WHAT THE EXERCISE ASKS: Each line below that includes the word "annotate" is to be reported.

INFORMATION GIVEN:
******
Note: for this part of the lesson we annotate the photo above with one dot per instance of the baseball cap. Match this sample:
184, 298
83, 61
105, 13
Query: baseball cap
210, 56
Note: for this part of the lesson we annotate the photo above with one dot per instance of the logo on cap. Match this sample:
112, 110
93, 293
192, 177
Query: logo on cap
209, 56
******
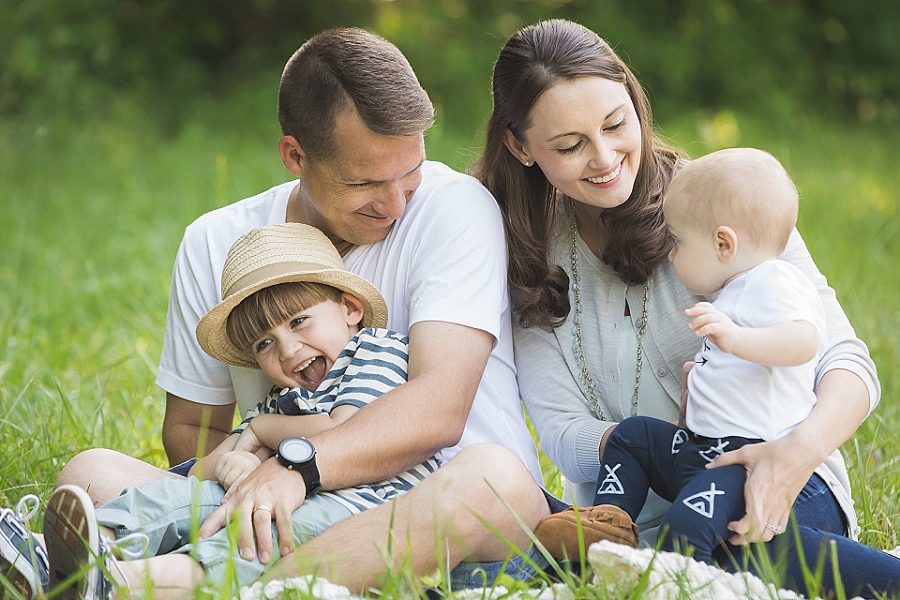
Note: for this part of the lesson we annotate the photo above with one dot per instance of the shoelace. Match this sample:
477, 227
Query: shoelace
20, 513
******
SOLUTION TO THE PROBLEM:
Note: for this part of the lesson we annotate the photo above with one dot per instance of the baseball cap. Match this sample:
Note: for this part of the lesson we annotate the photo above with one dot per instance of the logo on cap. Match this sample:
Note: for this part of the lesson we annotate the photo above with one dot per instance of the shoelace. Match this sample:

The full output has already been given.